Required tasks:
a. Format the rows as a JSON list of strings with one string per line, starting at the line containing "the moose shoulder." and running through the end of the rows, inclusive. Leave out blank lines.
b. Continue the tutorial on building an abstractive text summarizer in TensorFlow from where it stops.

Build an Abstractive Text Summarizer in 94 Lines of Tensorflow !! (Tutorial 6)

amr zaki
HackerNoon.com
12 min readApr 16, 2019

--

This tutorial is the sixth one from a series of tutorials that would help you build an abstractive text summarizer using tensorflow , today we would build an abstractive text summarizer in tensorflow in an optimized way .

Today we would go through one of the most optimized models that has been built for this task , this model has been written by dongjun-Lee , this is the link to his model , I have used his model model on different datasets (in different languages) and it resulted in truly amazing results , so I would truly like to thank him for his effort

I have made multiple modifications to the model to enable it to enable it to run seamlessly on google colab (link to my model) , and i have hosted the data onto google drive (more on how to link google drive to google colab) , so no need to download neither the code , nor the data , you only need a google colab session to run the code , and copy the data from my google drive to yours (more on this) , and connect google drive to your notebook of google colab

EazyMind free Ai-As-a-service for text summarization

I have added a text summarization model to a website eazymind so that you can actually try generating your own summaries yourself (and see what you would be able to build) , it can be called through simple api calls , and through a python package , so that text summarization can be easily integrated into your application without the hassle of setting up the tensorflow environment ) , you can register for free , and enjoy using this api for free .

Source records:
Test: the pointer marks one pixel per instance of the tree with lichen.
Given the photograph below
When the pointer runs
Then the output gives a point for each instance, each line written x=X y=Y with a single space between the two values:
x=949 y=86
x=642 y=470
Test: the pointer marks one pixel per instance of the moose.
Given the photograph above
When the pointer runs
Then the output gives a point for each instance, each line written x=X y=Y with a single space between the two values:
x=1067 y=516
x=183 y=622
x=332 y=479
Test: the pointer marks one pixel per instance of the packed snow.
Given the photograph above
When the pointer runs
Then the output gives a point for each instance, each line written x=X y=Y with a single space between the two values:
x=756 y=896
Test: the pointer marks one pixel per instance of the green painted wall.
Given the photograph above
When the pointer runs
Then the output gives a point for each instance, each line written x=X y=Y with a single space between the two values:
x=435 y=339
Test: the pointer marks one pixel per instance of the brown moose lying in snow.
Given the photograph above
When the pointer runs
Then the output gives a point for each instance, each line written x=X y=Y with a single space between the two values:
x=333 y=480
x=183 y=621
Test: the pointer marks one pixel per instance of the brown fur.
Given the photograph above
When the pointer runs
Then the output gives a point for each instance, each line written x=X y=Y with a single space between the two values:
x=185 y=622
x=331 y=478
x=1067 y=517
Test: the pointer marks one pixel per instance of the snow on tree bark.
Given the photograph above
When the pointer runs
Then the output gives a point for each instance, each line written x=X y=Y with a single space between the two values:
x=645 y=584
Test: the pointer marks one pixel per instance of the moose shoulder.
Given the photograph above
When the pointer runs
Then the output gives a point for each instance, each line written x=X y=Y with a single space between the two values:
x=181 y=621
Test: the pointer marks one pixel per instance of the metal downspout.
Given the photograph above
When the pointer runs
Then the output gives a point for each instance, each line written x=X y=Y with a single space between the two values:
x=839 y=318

Responses per task:
a.
[
  "Test: the pointer marks one pixel per instance of the moose shoulder.",
  "Given the photograph above",
  "When the pointer runs",
  "Then the output gives a point for each instance, each line written x=X y=Y with a single space between the two values:",
  "x=181 y=621",
  "Test: the pointer marks one pixel per instance of the metal downspout.",
  "Given the photograph above",
  "When the pointer runs",
  "Then the output gives a point for each instance, each line written x=X y=Y with a single space between the two values:",
  "x=839 y=318"
]

b.
0- Intro

0-A About Series

This is a series of tutorials that would help you build an abstractive text summarizer using tensorflow using multiple approaches , we call it abstractive as we teach the neural network to generate words not to merely copy words .

We have covered so far (code for this series can be found here)

0. Overview on the free ecosystem for deep learning (how to use google colab with google drive)

  1. Overview on the text summarization task and the different techniques for the task
  2. Data used and how it could be represented for our task (prerequisites for this tutorial)
  3. What is seq2seq for text summarization and why
  4. Mulitlayer Bidirectional LSTM/GRU
  5. Beam Search & Attention for text summarization

0-B About the Data Used

The data that would be used would be news and their headers , it can be found on my google drive , so you just copy it to your google drive without the need to download it (more on this)

We would represent the data using word embeddings , which is simply converting each word to a specific vector , we would create a dictionary for our words (more on this) (prerequisites for this tutorial)

0-C About the Model Used

There are different approaches for this task , they are built over a corner stone concept , and they keep on developing and building up .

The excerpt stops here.